*Document segment*:
--- START ---
Doshi alleges that State Department officials repeatedly cited his designation in statements encouraging the Albanian public to vote against him in parliamentary elections. Id. ¶ 33. Doshi has since engaged with officials at the U.S. Embassy in Albania, hoping to obtain information about the factual basis for his designation. Id. ¶ 36. In March of 2021, Doshi agreed to resign from his position in the Albanian Parliament in exchange for the State Department's reconsideration of his Section 7031(c) designation and with the understanding that the agency would no longer publicly criticize him. Id. ¶ 37. Despite this alleged agreement, the State Department did not waive its designation and declined to further engage with Doshi. Id. ¶ 38-40.

In February 2022, Doshi submitted a FOIA request seeking records related to his designation under Section 7031(c). Id. ¶ 41. The State Department acknowledged the request and assigned a reference number. Id. ¶ 42. At the time Plaintiffs filed the Complaint in December 2023, the agency had not produced any records. Id. ¶ 43-44. On March 29, 2024, the State Department made an initial production of records in response to Plaintiffs' FOIA request. Defs.' Reply Mem. Partial Mot. Dismiss (“Defs.' Reply”) at 1, ECF No. 14. The production included 23 records released in part, with four other records withheld in their entirety. Ex. A to Defs.' Reply, ECF No. 14-1. As of early April 2024, the State Department planned to continue rolling productions every six weeks. Defs.' Reply at 1.
--- END ---
*Records supplied*:
--- START ---
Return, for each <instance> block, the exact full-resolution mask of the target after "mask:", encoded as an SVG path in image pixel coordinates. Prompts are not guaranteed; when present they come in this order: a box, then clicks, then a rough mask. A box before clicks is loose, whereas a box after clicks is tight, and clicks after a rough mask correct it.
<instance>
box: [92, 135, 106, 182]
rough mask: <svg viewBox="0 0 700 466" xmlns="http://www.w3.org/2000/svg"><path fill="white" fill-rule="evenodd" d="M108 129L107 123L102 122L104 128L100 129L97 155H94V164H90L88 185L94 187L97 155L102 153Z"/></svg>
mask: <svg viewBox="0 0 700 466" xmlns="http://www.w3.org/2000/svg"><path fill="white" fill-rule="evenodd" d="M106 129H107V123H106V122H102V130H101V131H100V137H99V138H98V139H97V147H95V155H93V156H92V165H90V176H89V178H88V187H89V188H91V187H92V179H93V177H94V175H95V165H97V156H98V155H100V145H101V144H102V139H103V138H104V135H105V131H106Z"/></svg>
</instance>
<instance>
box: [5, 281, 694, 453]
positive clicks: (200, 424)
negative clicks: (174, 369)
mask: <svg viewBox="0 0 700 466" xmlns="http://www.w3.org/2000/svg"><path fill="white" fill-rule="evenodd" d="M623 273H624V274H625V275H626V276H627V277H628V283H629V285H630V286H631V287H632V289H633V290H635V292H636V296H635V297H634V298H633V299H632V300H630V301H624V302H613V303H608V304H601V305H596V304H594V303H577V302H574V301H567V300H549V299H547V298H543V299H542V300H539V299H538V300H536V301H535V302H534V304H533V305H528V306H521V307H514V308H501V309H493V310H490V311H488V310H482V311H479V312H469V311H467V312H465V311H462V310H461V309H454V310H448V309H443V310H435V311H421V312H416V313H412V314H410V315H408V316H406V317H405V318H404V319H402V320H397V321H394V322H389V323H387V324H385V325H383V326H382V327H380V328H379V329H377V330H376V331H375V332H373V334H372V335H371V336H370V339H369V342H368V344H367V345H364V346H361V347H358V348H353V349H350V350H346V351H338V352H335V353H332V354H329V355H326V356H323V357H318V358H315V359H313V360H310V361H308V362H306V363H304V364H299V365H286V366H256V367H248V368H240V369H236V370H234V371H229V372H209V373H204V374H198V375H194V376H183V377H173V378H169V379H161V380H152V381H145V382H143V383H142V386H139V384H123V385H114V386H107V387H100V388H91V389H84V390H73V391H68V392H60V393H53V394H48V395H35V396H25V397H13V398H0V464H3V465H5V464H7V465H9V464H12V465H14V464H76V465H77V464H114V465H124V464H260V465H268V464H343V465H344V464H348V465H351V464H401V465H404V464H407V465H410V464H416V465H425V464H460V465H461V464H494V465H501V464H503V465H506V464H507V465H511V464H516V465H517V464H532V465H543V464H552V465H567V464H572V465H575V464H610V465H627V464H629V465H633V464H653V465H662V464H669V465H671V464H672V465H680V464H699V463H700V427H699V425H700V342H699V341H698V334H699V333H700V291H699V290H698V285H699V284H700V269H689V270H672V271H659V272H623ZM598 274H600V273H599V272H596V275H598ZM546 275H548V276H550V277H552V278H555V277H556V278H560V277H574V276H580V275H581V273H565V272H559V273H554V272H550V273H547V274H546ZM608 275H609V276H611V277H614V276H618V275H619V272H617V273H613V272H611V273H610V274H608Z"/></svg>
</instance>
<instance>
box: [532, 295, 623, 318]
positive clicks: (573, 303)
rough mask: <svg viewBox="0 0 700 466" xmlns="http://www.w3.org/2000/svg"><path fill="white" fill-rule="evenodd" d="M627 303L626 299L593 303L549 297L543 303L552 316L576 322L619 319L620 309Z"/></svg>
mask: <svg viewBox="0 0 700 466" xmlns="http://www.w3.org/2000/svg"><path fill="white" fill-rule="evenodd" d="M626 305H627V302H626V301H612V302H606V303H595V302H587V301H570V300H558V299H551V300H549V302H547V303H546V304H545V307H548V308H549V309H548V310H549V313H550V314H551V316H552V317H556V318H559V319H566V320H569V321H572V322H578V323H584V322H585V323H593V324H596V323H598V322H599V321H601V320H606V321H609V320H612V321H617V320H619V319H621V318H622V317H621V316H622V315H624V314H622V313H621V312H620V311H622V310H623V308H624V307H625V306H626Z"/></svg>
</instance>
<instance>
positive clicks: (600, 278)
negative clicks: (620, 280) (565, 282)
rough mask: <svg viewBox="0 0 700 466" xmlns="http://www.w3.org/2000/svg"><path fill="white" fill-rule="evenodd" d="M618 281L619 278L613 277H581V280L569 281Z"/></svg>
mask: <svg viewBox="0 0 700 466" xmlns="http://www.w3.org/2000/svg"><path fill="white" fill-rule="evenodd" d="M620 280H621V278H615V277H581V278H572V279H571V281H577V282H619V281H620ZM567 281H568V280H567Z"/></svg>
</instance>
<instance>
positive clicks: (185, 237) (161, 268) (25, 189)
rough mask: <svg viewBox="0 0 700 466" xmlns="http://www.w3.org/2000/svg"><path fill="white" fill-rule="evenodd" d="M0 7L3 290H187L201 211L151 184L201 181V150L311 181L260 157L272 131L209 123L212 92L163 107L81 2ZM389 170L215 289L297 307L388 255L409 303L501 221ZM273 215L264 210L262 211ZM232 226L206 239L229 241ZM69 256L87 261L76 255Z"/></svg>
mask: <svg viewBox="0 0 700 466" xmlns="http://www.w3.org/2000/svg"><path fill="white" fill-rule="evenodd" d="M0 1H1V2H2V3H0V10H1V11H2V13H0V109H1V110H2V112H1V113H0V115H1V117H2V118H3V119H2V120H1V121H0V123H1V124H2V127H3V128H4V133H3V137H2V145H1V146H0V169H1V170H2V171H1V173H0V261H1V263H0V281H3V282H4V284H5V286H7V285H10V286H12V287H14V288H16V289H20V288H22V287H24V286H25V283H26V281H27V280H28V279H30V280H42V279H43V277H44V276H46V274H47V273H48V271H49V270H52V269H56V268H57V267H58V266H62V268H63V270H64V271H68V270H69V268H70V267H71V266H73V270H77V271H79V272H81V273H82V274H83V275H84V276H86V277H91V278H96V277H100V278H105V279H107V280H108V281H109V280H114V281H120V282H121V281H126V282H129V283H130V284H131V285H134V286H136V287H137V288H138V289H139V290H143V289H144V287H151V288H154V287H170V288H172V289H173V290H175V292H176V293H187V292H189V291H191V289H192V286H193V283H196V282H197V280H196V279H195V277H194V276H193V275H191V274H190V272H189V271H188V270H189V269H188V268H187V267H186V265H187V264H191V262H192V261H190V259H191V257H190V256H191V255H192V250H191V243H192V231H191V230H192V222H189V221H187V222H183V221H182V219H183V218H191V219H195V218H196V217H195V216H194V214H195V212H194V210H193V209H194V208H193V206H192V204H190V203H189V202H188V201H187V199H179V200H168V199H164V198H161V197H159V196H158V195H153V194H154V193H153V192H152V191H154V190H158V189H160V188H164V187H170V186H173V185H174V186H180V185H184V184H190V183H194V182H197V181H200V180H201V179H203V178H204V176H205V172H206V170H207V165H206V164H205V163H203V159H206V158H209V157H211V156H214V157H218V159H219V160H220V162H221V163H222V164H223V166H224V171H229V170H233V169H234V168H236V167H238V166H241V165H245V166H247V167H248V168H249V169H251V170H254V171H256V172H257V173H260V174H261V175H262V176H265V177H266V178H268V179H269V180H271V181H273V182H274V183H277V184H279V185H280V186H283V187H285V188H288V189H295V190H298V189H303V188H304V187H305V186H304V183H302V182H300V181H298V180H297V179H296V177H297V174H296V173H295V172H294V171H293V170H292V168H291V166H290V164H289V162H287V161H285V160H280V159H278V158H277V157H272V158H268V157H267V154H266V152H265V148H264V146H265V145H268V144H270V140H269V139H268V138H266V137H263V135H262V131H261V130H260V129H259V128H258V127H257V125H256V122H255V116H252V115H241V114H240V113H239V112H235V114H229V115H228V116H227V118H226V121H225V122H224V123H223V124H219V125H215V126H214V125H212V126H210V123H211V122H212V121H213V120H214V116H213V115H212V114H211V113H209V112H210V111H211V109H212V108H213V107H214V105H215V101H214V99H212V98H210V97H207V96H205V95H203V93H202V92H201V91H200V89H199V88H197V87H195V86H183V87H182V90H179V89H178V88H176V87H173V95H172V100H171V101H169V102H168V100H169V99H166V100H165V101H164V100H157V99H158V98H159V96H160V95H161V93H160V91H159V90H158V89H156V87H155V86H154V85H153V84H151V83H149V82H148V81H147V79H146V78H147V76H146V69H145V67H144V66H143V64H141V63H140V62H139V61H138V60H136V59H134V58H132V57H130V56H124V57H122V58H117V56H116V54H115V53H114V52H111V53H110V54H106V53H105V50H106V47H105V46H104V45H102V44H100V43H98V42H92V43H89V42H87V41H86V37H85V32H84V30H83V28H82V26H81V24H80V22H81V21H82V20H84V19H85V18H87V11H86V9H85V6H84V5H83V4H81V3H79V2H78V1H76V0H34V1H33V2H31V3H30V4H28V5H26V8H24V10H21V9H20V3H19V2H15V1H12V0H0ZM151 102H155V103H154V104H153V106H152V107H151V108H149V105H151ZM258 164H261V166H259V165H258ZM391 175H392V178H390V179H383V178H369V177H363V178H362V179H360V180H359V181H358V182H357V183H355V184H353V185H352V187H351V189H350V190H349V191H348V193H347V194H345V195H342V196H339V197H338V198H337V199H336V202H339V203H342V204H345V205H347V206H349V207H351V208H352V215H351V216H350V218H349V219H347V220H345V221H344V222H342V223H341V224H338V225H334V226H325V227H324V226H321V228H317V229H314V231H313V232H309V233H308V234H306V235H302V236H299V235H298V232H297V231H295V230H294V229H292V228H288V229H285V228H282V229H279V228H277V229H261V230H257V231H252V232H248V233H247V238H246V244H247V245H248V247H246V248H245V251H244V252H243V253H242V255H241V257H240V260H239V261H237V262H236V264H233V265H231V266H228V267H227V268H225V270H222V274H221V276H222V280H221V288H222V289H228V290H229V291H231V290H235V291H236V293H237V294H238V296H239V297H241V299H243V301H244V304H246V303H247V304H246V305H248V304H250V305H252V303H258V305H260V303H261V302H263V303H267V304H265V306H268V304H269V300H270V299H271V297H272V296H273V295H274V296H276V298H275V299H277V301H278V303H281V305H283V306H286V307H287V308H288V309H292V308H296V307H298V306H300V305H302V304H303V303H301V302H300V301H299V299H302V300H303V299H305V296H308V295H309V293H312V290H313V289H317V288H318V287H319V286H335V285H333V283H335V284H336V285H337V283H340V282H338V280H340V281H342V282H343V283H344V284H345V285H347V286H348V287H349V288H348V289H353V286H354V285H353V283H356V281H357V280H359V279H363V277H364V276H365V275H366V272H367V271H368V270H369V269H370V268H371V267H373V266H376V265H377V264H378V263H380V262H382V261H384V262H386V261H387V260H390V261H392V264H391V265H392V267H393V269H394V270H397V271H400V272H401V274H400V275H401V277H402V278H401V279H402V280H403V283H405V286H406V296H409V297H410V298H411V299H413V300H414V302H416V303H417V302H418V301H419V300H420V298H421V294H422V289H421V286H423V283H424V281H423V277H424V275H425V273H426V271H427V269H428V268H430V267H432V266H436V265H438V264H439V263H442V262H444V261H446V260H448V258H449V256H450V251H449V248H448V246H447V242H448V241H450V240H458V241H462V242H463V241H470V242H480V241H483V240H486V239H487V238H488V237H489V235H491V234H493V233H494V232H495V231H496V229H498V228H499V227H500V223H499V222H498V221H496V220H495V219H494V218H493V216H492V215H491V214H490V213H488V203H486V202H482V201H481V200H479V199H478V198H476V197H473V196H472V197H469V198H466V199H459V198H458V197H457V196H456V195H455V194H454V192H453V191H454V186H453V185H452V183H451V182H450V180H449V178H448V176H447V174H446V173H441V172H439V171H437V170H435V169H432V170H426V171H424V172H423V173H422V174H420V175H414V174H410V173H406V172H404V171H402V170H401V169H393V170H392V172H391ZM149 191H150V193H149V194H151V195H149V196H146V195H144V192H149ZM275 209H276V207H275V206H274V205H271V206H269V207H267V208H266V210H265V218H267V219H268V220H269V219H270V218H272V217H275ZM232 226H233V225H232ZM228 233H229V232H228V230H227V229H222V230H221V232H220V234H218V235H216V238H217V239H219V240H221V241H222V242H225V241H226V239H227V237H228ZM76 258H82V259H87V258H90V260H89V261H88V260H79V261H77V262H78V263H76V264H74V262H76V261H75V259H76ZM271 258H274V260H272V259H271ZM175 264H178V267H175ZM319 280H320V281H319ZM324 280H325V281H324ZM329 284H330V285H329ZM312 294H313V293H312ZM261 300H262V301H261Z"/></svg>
--- END ---
*Things to do*:
• A. Rewrite the Doshi excerpt between "Doshi alleges that" and "Id. ¶ 38-40.", inclusive, substituting "Department of State" for every occurrence of "State Department".
• B. According to the Doshi excerpt, how many records did the State Department's March 29, 2024 production withhold in their entirety?

*Solutions to the exercise*:
• A.
Doshi alleges that Department of State officials repeatedly cited his designation in statements encouraging the Albanian public to vote against him in parliamentary elections. Id. ¶ 33. Doshi has since engaged with officials at the U.S. Embassy in Albania, hoping to obtain information about the factual basis for his designation. Id. ¶ 36. In March of 2021, Doshi agreed to resign from his position in the Albanian Parliament in exchange for the Department of State's reconsideration of his Section 7031(c) designation and with the understanding that the agency would no longer publicly criticize him. Id. ¶ 37. Despite this alleged agreement, the Department of State did not waive its designation and declined to further engage with Doshi. Id. ¶ 38-40.

• B. Four records.